PROBLEM STATEMENT:
Find every line in the records that contains the word "picture" and copy each one in full.

DATA LINES:
============
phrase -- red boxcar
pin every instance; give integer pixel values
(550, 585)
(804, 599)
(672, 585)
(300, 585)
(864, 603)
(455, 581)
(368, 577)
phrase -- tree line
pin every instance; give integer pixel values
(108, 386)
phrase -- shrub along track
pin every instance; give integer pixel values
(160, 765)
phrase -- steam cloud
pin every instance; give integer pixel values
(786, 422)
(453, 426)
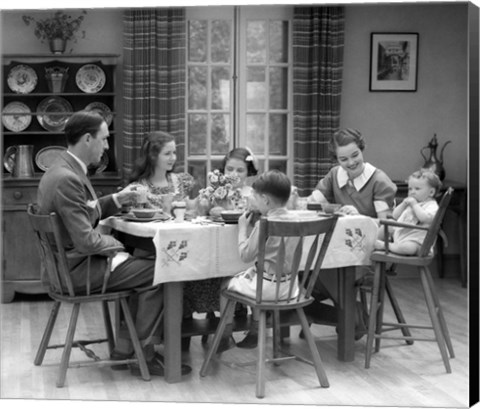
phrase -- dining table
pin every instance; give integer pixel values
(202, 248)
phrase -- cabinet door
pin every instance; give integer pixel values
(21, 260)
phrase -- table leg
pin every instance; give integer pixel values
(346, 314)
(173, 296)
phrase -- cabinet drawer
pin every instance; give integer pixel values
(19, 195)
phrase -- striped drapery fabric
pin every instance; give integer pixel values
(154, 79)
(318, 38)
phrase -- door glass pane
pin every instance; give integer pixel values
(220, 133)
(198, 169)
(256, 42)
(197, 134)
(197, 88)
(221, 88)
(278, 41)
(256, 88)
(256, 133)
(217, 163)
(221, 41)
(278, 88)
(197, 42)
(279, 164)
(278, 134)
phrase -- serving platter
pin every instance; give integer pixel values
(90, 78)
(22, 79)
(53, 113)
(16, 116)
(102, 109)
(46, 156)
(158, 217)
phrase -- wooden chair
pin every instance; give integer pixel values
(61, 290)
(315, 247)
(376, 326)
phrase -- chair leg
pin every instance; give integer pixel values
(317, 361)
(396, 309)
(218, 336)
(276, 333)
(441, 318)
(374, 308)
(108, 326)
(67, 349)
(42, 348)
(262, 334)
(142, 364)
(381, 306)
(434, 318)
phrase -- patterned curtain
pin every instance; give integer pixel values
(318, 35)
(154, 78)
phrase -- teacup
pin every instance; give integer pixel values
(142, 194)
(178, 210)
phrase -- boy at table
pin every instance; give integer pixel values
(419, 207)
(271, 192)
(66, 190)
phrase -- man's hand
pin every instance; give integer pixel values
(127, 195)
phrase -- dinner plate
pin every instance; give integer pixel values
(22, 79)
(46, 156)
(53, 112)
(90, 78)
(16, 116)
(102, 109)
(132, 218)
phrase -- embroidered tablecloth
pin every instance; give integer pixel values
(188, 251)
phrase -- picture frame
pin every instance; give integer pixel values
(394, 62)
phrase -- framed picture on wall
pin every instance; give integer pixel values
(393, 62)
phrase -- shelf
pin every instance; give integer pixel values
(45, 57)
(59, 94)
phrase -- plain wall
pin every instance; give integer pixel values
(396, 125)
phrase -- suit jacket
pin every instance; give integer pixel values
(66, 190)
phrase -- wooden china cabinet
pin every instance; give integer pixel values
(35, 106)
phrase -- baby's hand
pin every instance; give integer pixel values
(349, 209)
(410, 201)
============
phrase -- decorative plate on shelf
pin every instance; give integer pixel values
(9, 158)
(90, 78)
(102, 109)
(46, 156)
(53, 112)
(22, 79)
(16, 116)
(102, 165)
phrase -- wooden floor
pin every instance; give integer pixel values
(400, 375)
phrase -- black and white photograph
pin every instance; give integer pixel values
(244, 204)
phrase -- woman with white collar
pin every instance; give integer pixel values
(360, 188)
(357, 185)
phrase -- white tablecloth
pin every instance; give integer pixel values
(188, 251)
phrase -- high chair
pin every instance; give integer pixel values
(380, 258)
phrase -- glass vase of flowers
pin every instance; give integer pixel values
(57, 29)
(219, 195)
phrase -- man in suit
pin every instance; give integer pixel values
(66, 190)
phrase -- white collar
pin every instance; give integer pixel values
============
WRITTEN ANSWER:
phrase -- picture frame
phrase -- framed picture on wall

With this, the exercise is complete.